» SHORT PROBLEM: Gather every line of the records that contains the string "panel" and copy each of those lines.

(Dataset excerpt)
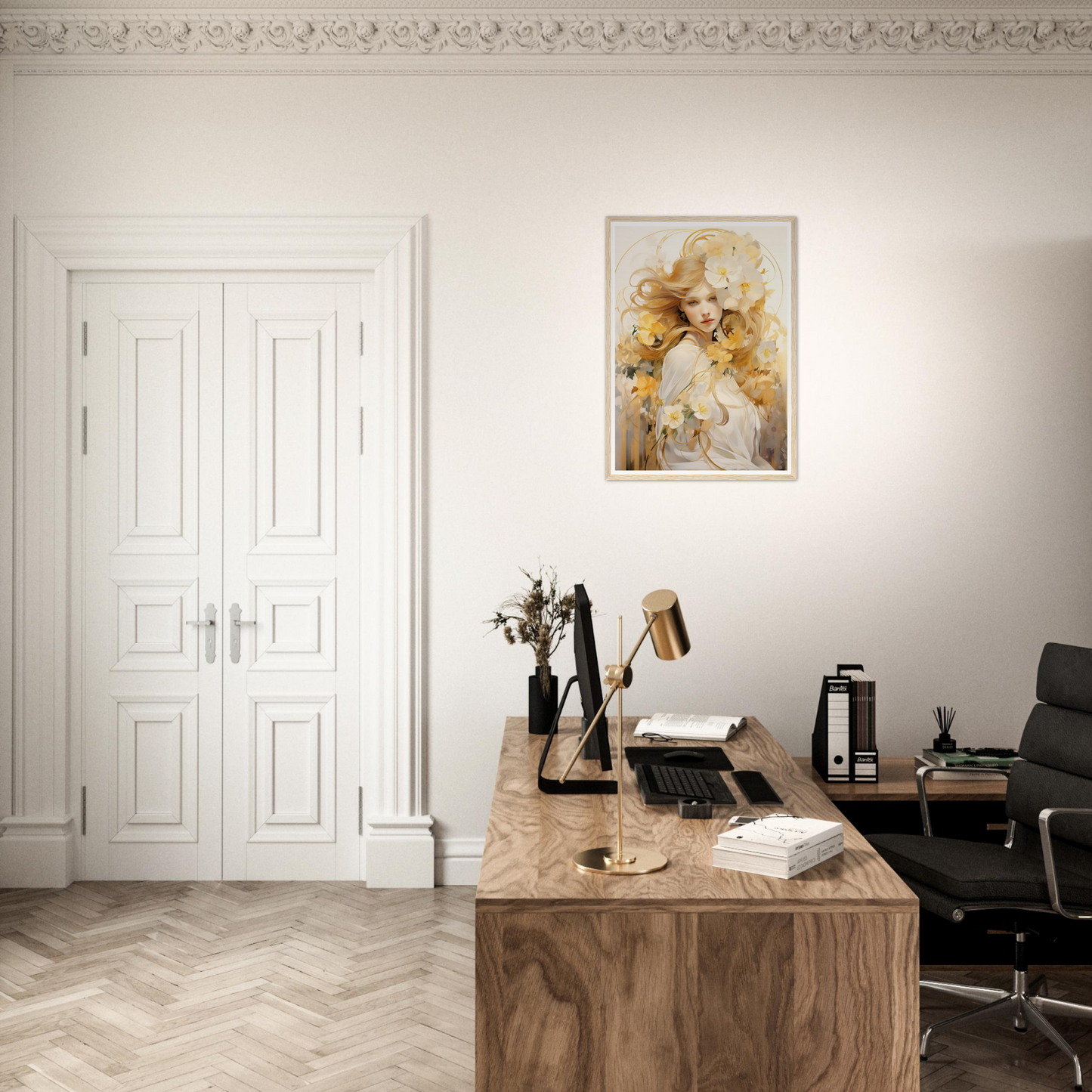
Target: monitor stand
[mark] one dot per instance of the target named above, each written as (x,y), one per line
(572,787)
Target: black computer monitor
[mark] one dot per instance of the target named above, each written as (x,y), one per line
(591,697)
(588,679)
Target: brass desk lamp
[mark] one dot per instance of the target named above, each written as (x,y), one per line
(664,621)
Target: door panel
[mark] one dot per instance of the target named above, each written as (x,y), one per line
(152,561)
(291,702)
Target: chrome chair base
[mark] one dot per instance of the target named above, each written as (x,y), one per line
(1028,1003)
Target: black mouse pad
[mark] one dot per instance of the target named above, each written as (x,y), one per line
(686,758)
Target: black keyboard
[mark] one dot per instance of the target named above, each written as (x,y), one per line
(684,784)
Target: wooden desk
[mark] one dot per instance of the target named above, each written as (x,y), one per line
(694,979)
(898,783)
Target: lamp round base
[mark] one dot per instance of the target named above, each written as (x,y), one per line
(600,859)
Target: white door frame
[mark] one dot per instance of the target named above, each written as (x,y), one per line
(41,749)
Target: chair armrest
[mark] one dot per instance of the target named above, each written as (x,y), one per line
(923,800)
(1052,877)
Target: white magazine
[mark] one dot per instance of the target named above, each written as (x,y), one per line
(779,836)
(716,729)
(780,868)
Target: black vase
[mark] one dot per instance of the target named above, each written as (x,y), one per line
(540,711)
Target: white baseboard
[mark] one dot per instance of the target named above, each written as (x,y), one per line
(401,852)
(37,851)
(459,861)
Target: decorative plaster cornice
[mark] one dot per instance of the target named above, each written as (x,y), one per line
(696,36)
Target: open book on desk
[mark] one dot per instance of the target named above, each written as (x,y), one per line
(716,729)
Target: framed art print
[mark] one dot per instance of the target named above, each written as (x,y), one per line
(701,348)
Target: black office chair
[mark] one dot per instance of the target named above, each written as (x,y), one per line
(1044,868)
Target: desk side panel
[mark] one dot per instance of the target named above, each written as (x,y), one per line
(855,1003)
(697,1003)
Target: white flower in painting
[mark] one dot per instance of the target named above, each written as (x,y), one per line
(673,417)
(702,407)
(701,382)
(745,289)
(719,270)
(767,353)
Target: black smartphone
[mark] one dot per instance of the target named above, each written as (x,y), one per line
(756,787)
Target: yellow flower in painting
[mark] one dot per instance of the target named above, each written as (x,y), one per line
(719,354)
(767,353)
(735,336)
(758,385)
(627,352)
(649,328)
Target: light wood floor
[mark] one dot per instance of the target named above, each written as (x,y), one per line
(245,988)
(328,988)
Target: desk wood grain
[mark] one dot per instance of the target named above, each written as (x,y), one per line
(690,979)
(532,837)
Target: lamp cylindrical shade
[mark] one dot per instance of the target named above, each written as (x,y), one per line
(669,631)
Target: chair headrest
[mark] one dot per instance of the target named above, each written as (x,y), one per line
(1065,677)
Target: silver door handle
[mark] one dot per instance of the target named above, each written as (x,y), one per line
(237,623)
(210,620)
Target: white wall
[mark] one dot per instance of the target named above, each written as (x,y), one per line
(939,527)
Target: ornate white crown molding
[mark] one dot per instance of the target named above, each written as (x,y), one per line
(1038,42)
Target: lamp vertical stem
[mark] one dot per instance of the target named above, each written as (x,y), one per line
(620,755)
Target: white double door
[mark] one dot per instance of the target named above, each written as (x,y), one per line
(221,486)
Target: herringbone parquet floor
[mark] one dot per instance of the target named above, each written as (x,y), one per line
(324,988)
(243,988)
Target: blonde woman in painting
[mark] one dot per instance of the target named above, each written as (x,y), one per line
(700,322)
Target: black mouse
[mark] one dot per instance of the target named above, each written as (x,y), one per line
(682,756)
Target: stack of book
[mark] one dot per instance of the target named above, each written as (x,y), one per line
(686,726)
(778,846)
(956,766)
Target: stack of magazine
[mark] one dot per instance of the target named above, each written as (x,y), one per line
(686,726)
(959,765)
(778,846)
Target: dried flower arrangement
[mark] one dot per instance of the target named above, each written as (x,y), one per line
(539,617)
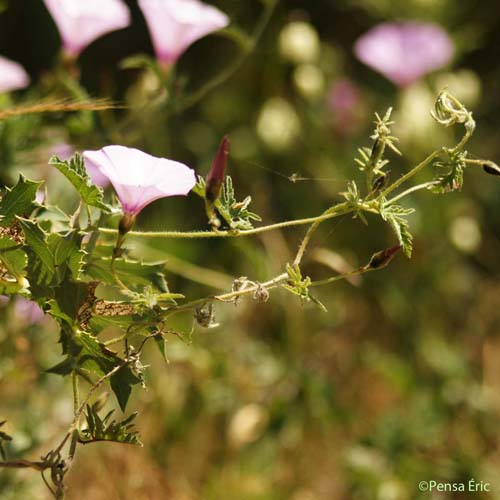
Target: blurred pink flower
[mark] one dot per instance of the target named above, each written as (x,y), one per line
(139,178)
(80,22)
(404,52)
(25,310)
(12,76)
(175,24)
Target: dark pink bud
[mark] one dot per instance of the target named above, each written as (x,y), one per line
(491,168)
(215,177)
(382,258)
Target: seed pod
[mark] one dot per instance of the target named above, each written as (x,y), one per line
(491,168)
(215,177)
(382,258)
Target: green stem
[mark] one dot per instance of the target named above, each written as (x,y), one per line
(305,242)
(227,297)
(339,209)
(415,170)
(196,96)
(418,187)
(356,272)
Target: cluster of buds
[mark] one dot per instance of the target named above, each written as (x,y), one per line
(448,111)
(215,181)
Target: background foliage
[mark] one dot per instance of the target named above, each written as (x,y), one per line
(396,383)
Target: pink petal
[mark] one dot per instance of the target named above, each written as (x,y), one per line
(28,311)
(12,76)
(139,178)
(80,22)
(405,52)
(176,24)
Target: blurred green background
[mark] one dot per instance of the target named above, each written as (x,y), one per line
(398,383)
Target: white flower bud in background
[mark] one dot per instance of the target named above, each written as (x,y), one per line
(278,124)
(299,42)
(465,234)
(247,425)
(309,80)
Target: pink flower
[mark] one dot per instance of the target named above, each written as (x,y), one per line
(12,76)
(139,178)
(404,52)
(176,24)
(28,311)
(25,310)
(80,22)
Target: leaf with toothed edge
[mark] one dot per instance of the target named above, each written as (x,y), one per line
(74,170)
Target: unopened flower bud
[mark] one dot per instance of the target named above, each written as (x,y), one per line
(126,223)
(261,294)
(380,182)
(491,168)
(215,177)
(381,259)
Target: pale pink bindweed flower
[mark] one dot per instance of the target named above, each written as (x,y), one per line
(28,311)
(405,52)
(80,22)
(12,75)
(25,310)
(139,178)
(176,24)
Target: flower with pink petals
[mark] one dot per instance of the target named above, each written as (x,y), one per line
(28,311)
(80,22)
(139,178)
(176,24)
(12,76)
(405,52)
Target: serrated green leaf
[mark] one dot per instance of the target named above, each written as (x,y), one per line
(68,257)
(106,429)
(236,214)
(18,201)
(74,170)
(42,262)
(132,272)
(396,216)
(121,384)
(12,257)
(10,287)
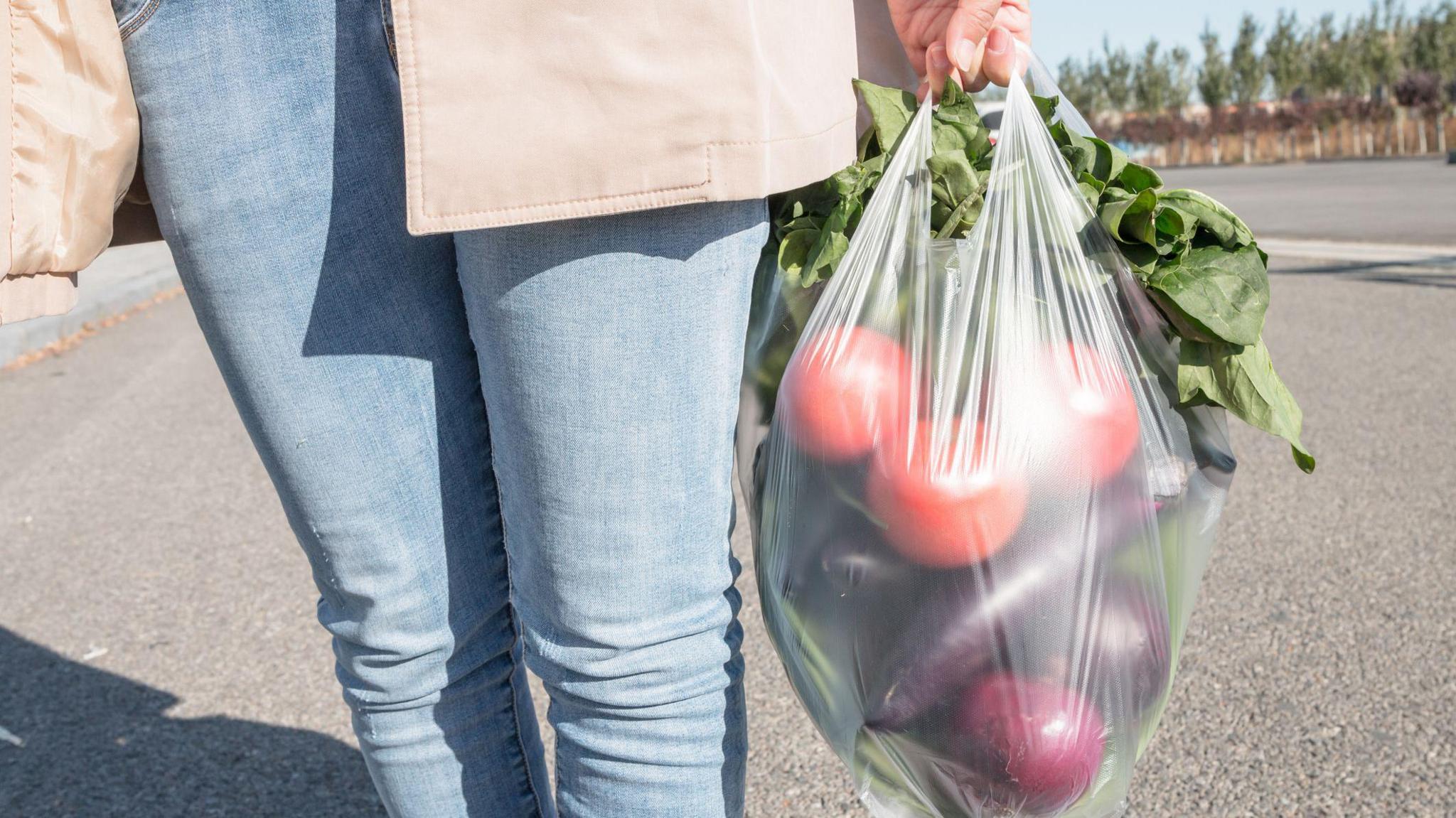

» RESULT FOR THIS TASK:
Target: door panel
Target: desk side panel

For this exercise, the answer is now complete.